● **YOUR ASSIGNMENT**: State the count of lines below featuring the word "tussock", and write nothing further.

● **RECORD EXCERPTS**:
---------------

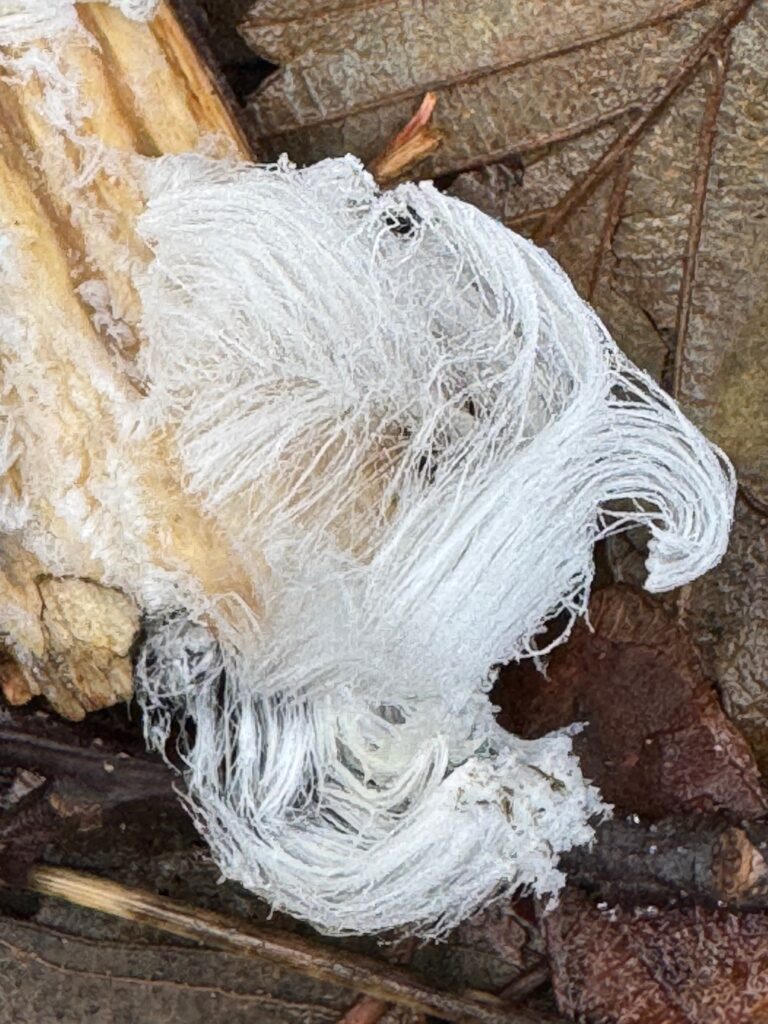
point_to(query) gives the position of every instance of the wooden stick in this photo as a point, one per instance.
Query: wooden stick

---------------

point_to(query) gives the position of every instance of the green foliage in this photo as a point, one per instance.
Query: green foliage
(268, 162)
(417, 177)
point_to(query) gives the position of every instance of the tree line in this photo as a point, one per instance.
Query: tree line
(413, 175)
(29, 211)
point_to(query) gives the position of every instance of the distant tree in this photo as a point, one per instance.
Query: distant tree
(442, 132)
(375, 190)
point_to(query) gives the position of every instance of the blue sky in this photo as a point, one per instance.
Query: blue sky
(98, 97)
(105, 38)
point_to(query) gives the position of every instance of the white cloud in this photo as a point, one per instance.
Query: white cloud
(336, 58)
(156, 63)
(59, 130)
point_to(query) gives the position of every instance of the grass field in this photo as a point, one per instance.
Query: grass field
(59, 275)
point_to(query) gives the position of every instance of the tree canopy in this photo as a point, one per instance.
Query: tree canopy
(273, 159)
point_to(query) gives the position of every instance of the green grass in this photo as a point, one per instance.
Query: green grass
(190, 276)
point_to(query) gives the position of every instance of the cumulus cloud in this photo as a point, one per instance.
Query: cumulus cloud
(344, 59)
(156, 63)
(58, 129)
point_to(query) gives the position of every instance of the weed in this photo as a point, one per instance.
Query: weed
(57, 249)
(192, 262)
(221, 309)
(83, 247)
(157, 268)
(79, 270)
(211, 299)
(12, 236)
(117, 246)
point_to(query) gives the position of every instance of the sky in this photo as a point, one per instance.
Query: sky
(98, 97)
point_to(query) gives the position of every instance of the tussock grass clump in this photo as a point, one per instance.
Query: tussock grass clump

---------------

● **RESPONSE TO THIS TASK**: 2